_The problem_: Write the records out once more. Leave each line exactly as given.

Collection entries
=====
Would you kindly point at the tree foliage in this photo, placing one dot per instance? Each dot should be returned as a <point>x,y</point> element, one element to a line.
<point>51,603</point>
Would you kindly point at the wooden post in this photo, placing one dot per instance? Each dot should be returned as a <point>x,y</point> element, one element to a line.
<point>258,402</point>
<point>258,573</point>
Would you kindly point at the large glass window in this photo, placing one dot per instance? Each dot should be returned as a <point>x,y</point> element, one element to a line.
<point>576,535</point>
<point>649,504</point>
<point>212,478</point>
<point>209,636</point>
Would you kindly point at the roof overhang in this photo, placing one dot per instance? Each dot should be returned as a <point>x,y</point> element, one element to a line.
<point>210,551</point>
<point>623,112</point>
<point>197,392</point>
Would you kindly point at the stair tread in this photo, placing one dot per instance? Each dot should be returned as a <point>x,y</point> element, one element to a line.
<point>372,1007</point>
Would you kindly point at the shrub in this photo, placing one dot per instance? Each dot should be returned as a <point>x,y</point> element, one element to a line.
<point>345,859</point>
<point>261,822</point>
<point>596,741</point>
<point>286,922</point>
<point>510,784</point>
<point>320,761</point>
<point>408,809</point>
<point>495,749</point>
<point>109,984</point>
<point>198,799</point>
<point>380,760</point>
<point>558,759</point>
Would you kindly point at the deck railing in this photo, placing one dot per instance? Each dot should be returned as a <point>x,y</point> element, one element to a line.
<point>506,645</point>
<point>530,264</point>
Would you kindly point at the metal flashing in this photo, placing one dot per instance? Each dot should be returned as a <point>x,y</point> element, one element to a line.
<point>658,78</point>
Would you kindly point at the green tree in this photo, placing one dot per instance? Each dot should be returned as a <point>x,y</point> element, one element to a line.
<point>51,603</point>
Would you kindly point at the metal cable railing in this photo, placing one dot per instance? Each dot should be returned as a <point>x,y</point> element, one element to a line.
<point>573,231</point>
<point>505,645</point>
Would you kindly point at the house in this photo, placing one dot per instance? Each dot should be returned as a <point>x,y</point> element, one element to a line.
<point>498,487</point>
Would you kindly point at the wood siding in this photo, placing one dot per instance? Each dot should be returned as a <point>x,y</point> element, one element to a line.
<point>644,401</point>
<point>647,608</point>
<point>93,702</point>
=====
_Your solution_:
Would you kindly point at the tree foliage in this photo, placing one dot per instance? Each dot should be returned as a <point>x,y</point> element, one element to a line.
<point>51,603</point>
Would you kindly point at the wooden post in this photo, placing one dot per instance? Each dot should be returned as a <point>x,y</point> element, one element to a line.
<point>258,402</point>
<point>258,573</point>
Would you kindly point at the large glass window in this photo, placing one dot per instance? Each dot should be returned as a <point>x,y</point> element, one element to a line.
<point>576,535</point>
<point>649,504</point>
<point>212,478</point>
<point>209,636</point>
Would you kindly point at the roof overhang in this photo, placing one dot per instance? Each dot should be returned as a <point>x,y</point> element, one element to a line.
<point>210,551</point>
<point>623,112</point>
<point>197,392</point>
Would you kindly point at the stair tread in this photo, placing one dot per instance? Each dot should be returned as a <point>x,y</point> element, one element to a line.
<point>372,1007</point>
Would you kindly point at the shrub in this photo, placing one dot per instance? Each dot should be returned as a <point>x,y</point> element, one element to a line.
<point>345,859</point>
<point>261,822</point>
<point>596,741</point>
<point>286,922</point>
<point>510,784</point>
<point>320,761</point>
<point>408,809</point>
<point>495,749</point>
<point>109,984</point>
<point>198,799</point>
<point>380,760</point>
<point>558,759</point>
Would you kindly point at the deck railing in this photo, placing one dot per instance? Each dot should be returned as a <point>x,y</point> element, one element to a line.
<point>506,645</point>
<point>530,264</point>
Would you kindly point at the metal flashing in this photo, placing one dot per instance? Each dot should be returned as a <point>x,y</point> element, one element to a line.
<point>658,78</point>
Would you kindly point at the green tree in this photo, placing one dot per instance? Each dot should be returned as a <point>x,y</point> element, one element to a line.
<point>51,603</point>
Would you kindly point at the metal cable railing in this photo, placing one dot per instance? Each dot should be returned as a <point>x,y</point> element, one element to a line.
<point>573,231</point>
<point>505,645</point>
Would you kindly point at the house in this photo, placing one dot per instance? Each dot should be returned as a <point>x,y</point> element, one element to a line.
<point>498,487</point>
Would you kindly point at the wood siding in this photo, placing one dot per instance? Each dot should be returned as a <point>x,y</point> element, one element to a line.
<point>644,401</point>
<point>647,608</point>
<point>93,702</point>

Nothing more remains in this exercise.